Task item
According to the page text below about the Overseas Contingency Operations budget, what does the Stimson Center focus on?

This week, John Cappel joins Michael to discuss the Overseas Contingency Operations budget. Cappel work on Budgeting for Foreign Affairs and Defense (BFAD) at the Stimson Center. John and his colleague, Russel Rumbaugh, just put out a report “A Step Backward, or More to Go? FY15 Overseas Contingency Operations Request.”
The Stimson Center focusses on global security challenges, and Cappel and his colleagues in BFAD look into where the money is actually going.
Cappel explains how OCO, or Overseas Contingency Operations, contains budget requests that are like supplemental war budgets. Historically, supplemental budgets often arose in response to some kind of unexpected event, like a natural disaster or some kind of military conflict. In the past, these supplemental budgets gave way to budgets that took into account the actual conflicts and the supplemental budget requests went away. The OCO, however, has been around for a long time now.
Supplemental budgets are designed to address things that you can’t plan for. Cappel contends that because there are caps on the base discretionary budget that apply both to the DoD and non-defense programs. OCO lives outside the caps imposed by the Budget Control Act to allow the DoD to circumvent the caps.

[Image-based grounding data]

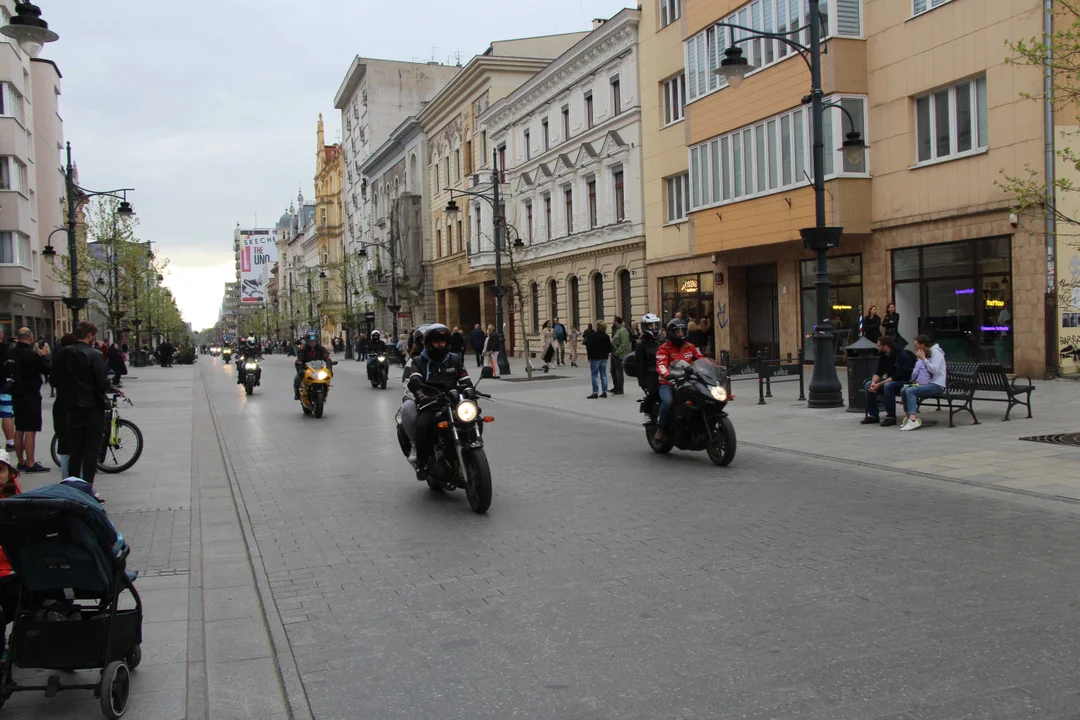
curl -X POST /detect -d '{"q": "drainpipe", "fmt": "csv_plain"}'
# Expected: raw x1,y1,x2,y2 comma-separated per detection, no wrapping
1042,0,1058,377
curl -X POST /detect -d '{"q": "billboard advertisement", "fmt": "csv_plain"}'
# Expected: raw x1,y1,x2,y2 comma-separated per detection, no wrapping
239,230,278,305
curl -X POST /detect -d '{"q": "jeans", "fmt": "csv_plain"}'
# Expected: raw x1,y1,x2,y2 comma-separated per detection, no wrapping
611,354,625,393
863,380,904,420
900,383,945,415
589,359,607,395
657,385,675,430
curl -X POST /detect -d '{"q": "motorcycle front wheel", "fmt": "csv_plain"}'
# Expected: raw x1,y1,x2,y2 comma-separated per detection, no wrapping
465,449,491,514
705,416,737,467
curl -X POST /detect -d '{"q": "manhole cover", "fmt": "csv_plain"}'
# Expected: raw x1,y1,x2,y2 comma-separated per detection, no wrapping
1020,433,1080,448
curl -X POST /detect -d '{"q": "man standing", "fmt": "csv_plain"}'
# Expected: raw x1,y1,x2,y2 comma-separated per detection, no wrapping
4,327,50,473
58,322,109,494
469,323,487,367
611,315,632,395
552,317,566,365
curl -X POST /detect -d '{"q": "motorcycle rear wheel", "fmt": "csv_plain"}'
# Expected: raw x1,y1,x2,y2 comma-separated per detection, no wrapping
645,425,675,454
464,449,491,514
705,417,737,467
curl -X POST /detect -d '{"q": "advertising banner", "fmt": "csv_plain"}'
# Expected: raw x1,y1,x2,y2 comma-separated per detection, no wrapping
240,230,278,305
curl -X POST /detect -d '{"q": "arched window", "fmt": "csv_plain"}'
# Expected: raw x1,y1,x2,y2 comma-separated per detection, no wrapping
566,275,581,329
619,270,634,323
593,273,604,321
529,283,540,335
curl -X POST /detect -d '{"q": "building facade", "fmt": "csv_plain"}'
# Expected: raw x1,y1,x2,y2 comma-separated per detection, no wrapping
0,0,70,340
418,32,588,350
477,9,646,353
642,0,1056,376
334,56,461,331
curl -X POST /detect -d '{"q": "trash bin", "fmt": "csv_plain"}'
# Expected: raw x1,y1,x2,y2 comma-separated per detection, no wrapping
843,337,878,412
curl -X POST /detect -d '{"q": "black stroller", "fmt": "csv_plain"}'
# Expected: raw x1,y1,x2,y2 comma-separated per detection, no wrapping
0,485,143,718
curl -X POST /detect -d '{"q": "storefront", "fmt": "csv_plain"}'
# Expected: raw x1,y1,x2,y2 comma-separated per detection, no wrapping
799,255,864,361
891,237,1015,371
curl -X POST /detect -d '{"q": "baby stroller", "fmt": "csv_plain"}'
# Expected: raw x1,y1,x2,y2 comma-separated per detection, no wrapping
0,485,143,718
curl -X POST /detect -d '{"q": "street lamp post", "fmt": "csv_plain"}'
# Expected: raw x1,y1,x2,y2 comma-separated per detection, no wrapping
717,0,866,408
446,150,510,375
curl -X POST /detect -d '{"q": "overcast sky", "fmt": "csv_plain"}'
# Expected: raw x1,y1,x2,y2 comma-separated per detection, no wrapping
37,0,636,329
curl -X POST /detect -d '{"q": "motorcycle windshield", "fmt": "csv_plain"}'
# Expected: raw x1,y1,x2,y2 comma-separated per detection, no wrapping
693,359,720,385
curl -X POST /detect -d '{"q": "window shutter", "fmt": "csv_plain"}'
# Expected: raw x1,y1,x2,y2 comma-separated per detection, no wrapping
836,0,863,38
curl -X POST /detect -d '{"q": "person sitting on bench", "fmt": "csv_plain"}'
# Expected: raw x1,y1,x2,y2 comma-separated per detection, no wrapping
862,335,915,427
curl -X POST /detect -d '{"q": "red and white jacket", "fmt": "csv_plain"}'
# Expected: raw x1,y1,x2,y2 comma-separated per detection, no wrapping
657,341,704,385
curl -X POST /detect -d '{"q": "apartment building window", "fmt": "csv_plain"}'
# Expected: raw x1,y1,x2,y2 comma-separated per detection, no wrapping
664,174,690,222
543,192,551,240
689,97,867,210
912,0,953,15
563,186,573,235
611,167,626,222
685,0,864,101
663,72,686,125
0,231,30,269
915,76,989,163
585,177,596,229
660,0,681,27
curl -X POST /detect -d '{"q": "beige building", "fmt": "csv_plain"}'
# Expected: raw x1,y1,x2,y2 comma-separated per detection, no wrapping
642,0,1056,376
417,32,588,350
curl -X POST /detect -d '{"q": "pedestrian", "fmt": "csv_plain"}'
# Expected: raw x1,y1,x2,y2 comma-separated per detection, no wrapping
540,320,556,372
585,320,611,400
469,323,487,367
4,327,50,473
611,315,633,395
59,321,108,497
551,317,566,365
566,325,581,367
0,327,15,453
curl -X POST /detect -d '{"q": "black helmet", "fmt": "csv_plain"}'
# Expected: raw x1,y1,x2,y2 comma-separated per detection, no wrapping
667,317,689,348
423,323,451,361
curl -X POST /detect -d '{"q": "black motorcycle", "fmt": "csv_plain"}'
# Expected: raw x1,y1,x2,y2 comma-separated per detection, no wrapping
367,353,390,390
397,368,495,513
639,359,735,467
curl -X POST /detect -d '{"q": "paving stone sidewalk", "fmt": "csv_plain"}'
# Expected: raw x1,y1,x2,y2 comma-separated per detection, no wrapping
341,358,1080,501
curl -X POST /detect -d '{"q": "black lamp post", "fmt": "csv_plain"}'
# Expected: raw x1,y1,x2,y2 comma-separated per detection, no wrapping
717,0,866,408
446,150,510,375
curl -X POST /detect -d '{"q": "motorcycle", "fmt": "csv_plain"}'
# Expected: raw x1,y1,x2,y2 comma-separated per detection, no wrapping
367,353,390,390
396,367,495,514
300,361,334,418
242,357,262,395
639,359,737,467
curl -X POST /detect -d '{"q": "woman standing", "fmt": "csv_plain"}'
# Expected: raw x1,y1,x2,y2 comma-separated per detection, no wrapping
566,325,581,367
540,320,555,372
863,305,881,342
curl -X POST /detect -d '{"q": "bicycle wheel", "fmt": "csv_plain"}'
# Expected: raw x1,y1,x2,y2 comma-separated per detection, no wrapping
97,419,143,475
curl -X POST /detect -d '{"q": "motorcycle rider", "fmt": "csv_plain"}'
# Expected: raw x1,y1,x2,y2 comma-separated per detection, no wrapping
634,313,661,407
408,323,473,480
656,317,704,440
237,336,262,385
293,330,332,400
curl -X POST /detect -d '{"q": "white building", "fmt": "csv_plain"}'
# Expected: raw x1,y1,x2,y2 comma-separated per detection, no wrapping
470,9,647,352
334,56,461,329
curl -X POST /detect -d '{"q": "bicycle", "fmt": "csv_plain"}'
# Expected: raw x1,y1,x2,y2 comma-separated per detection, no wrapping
51,389,143,475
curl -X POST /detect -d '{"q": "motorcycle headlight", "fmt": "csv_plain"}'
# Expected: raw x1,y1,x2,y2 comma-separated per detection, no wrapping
457,400,480,422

Response
Global security challenges.